[Entries from a pointing dataset]
++++++
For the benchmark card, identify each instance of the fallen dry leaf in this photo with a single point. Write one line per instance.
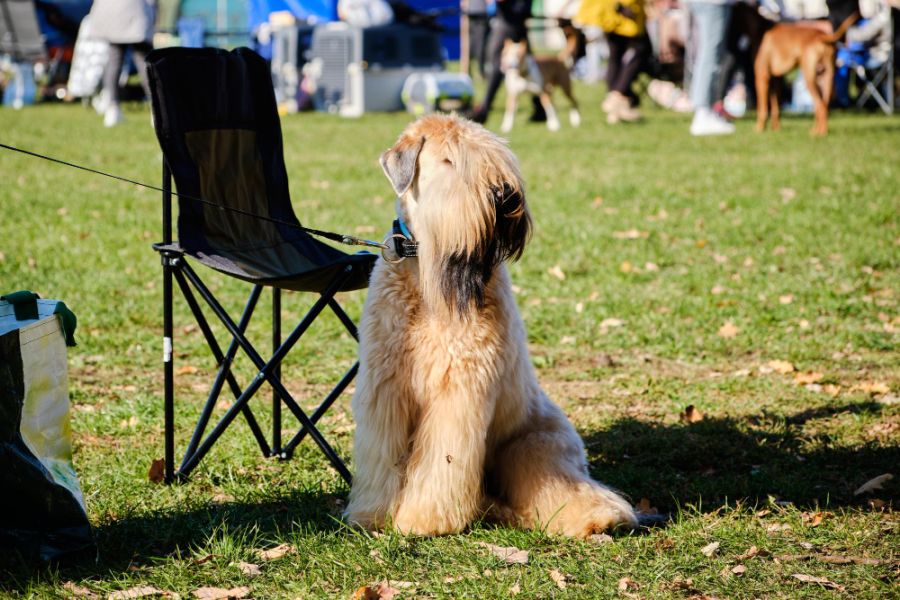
(157, 472)
(276, 552)
(211, 593)
(779, 366)
(872, 387)
(691, 414)
(78, 591)
(558, 578)
(812, 519)
(627, 583)
(509, 554)
(710, 549)
(751, 552)
(643, 507)
(249, 569)
(631, 234)
(728, 330)
(873, 484)
(611, 322)
(557, 272)
(820, 580)
(600, 538)
(143, 591)
(807, 378)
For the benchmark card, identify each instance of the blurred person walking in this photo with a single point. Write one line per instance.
(124, 24)
(710, 22)
(623, 23)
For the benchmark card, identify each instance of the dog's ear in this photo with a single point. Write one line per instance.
(466, 275)
(513, 223)
(400, 163)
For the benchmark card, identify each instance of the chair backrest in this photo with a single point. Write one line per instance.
(217, 123)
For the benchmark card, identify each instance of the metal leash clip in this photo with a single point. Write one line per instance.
(385, 246)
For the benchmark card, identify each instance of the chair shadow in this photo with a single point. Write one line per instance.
(721, 460)
(131, 542)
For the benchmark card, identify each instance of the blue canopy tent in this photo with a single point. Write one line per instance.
(320, 11)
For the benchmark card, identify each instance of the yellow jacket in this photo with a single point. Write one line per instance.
(606, 15)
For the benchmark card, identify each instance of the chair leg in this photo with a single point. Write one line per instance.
(276, 401)
(265, 371)
(168, 374)
(224, 374)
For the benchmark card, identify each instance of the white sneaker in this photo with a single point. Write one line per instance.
(707, 122)
(113, 116)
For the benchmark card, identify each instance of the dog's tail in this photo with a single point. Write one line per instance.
(842, 29)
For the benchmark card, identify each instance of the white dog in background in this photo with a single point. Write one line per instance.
(538, 75)
(451, 423)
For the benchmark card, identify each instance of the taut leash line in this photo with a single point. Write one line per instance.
(335, 237)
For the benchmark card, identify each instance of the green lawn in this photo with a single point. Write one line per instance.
(665, 271)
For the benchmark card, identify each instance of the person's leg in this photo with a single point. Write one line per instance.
(710, 21)
(139, 54)
(637, 49)
(111, 73)
(617, 47)
(112, 113)
(499, 34)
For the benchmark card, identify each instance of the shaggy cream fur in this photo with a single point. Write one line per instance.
(451, 422)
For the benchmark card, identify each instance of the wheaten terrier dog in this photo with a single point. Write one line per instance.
(451, 423)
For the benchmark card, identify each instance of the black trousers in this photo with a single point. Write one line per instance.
(627, 56)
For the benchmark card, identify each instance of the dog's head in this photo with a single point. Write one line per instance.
(512, 57)
(461, 193)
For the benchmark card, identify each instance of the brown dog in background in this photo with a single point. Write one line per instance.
(783, 48)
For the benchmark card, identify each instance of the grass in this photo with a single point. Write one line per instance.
(663, 239)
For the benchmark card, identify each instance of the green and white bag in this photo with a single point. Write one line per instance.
(42, 513)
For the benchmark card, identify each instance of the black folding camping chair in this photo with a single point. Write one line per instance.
(216, 120)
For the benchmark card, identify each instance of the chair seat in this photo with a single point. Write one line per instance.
(283, 266)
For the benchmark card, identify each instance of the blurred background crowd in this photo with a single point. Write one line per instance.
(357, 56)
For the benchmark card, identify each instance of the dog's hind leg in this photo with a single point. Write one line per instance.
(509, 114)
(543, 477)
(380, 448)
(443, 489)
(775, 104)
(763, 80)
(574, 116)
(820, 98)
(552, 118)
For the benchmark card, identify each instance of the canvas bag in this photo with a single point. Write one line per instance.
(42, 513)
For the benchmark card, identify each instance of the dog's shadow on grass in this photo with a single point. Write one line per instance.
(719, 460)
(704, 464)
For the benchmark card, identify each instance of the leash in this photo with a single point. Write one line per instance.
(342, 238)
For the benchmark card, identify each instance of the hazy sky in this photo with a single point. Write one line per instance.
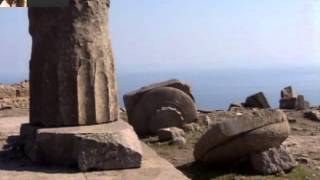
(177, 35)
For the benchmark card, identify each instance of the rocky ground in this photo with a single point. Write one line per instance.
(303, 143)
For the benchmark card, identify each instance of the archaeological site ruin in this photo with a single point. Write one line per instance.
(66, 121)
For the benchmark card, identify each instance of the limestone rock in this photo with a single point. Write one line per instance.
(257, 100)
(159, 106)
(235, 105)
(301, 103)
(72, 66)
(272, 161)
(251, 132)
(167, 134)
(191, 127)
(313, 115)
(291, 100)
(131, 98)
(179, 141)
(96, 147)
(288, 93)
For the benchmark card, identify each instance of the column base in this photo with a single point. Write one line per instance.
(97, 147)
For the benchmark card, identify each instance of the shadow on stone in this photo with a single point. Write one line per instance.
(12, 158)
(198, 170)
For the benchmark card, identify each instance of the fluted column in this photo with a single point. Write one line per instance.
++++++
Directive:
Write out all of the material above again, replacing every "benchmark card" with "evaluation sheet" and changing nothing else. Leave the pictures out of your answer.

Solution to the problem:
For the evaluation sheet, identify each instance of the fallen dry leaf in this photo with a single point. Write one line per instance.
(157, 472)
(276, 552)
(211, 593)
(779, 366)
(872, 387)
(691, 414)
(78, 591)
(558, 578)
(812, 519)
(627, 583)
(509, 554)
(710, 549)
(751, 552)
(643, 507)
(249, 569)
(631, 234)
(728, 330)
(873, 484)
(611, 322)
(557, 272)
(820, 580)
(600, 538)
(143, 591)
(807, 378)
For the evaluation sheet, identify each instance of the blurred person walking in this photo with a single point. Write one line per instance.
(124, 24)
(710, 22)
(623, 23)
For the evaluation sheet, identify each instance of the dog's ear in this photo with a single point. Write one line per instance.
(466, 275)
(513, 223)
(400, 163)
For the evaluation sheet, identify each instance of the chair backrest in this photo with a single point. Write one line per instance.
(217, 123)
For the evaluation sheet, identify each instance of the metal leash clip in this photo with a single point. Write one line per instance.
(385, 246)
For the evaluation sheet, identify each instance of the chair shadow in this photo with a single point. Write one line per instance.
(721, 460)
(131, 542)
For the evaluation sheet, identify each instance of the blue canopy tent in this photo with a single point. Write one line per instance.
(320, 11)
For the evaluation sheet, identify each instance of the yellow jacket in this photo with a single point. Write one line per instance.
(606, 15)
For the evaluation sheet, identify each instance of the chair leg in this photo with a single point. Write one line per instance.
(276, 401)
(265, 371)
(168, 374)
(224, 374)
For the evaluation sheet, identify each instance of the white sneaker in this photo with a single point. Write one line per instance.
(707, 122)
(113, 116)
For the evaluation sheet, identify each instance of the dog's tail in this photo with a single point. Write one line per instance.
(842, 29)
For the evaluation sheet, identify each instance of the white dog in background in this photo with a single point. Write one line per instance.
(538, 75)
(451, 423)
For the evaluation sheet, identify each instance of the taut leash line in this photo with a single point. Write one line per instance.
(335, 237)
For the evaluation sheet, identify each instance of the green lawn in this photo with a single point. Write one line per instance.
(665, 271)
For the evaluation sheet, identify each instance of the person's leg in this photo with a single point. Write one line per instance.
(710, 21)
(139, 54)
(637, 49)
(111, 73)
(617, 47)
(112, 113)
(499, 34)
For the evaluation sheet, identify each instance of the shaggy cream fur in this photo with a single point. Write one line per instance.
(451, 422)
For the evaluation sheet, identify each instance of the wheaten terrier dog in this photo with a single point. Write one line per instance.
(451, 423)
For the evaluation sheet, identify each instance of the black trousers in this photo with a single point. Write one line per instance.
(627, 56)
For the evaluation sheet, identify each instance of the dog's head in this photo with a single point. Write one line per instance.
(512, 57)
(461, 193)
For the evaluation sheet, identify each instance of the brown dog in background in this photo with a single point. Write one line per instance.
(783, 48)
For the evaluation sheet, identify each instance of the grass in this photo with a single point. Write one line per instance.
(663, 239)
For the evaluation sheet, identify each instance of the green and white bag in this photo with a single point. Write one line per instance.
(42, 513)
For the evaluation sheet, identify each instance of the black folding camping chair in this photo with a single point. Write one line per instance.
(216, 120)
For the evaluation sheet, identify each instance of the chair seat in this photo with a single point. Write one line per instance.
(283, 266)
For the evaluation sheet, identify each instance of the blurred background crowd in this photo with a single point. Write one line per instance.
(357, 56)
For the evaluation sheet, identify each instance of the dog's hind leg in this photo with a single point. Write one line per instance.
(509, 114)
(543, 477)
(380, 448)
(443, 489)
(775, 104)
(763, 80)
(574, 116)
(820, 98)
(552, 118)
For the evaluation sheet, identify each instance of the canvas bag in this photo with a single point. Write one line per instance.
(42, 513)
For the evaluation sheet, identify each instance of the dog's shadow on grass in this photo with a single point. Write one line per instance.
(719, 460)
(704, 464)
For the evaluation sheet, identify each instance of the leash in this photo with a single point. Write one line per instance.
(342, 238)
For the evaluation sheet, identify each instance of the hazy sky in this photo with a single point. Write one line per instance.
(177, 35)
For the evaluation sheet, identify each instance of the rocky ground in this photo with a single point. Write one line per instance.
(303, 143)
For the evaluation sheet, identify each instance of the archaeological site ruin in this photo with a single point. Write one line per instance.
(66, 121)
For the evaluation sheet, identify each instance of the limestone rock in this photo with a single point. Write one line per instance.
(257, 100)
(159, 106)
(235, 105)
(301, 103)
(72, 66)
(272, 161)
(251, 132)
(167, 134)
(191, 127)
(313, 115)
(291, 100)
(131, 98)
(179, 141)
(96, 147)
(288, 93)
For the evaluation sheet, identify each instance of the column base in this photo with a single point. Write one line per instance.
(97, 147)
For the evaluation sheet, identify each instance of the shadow on stone in this photo with a single point. Write one line per instance.
(12, 158)
(198, 170)
For the evaluation sheet, identify each instance of the fluted column in this photo with a single point. Write one line per instance.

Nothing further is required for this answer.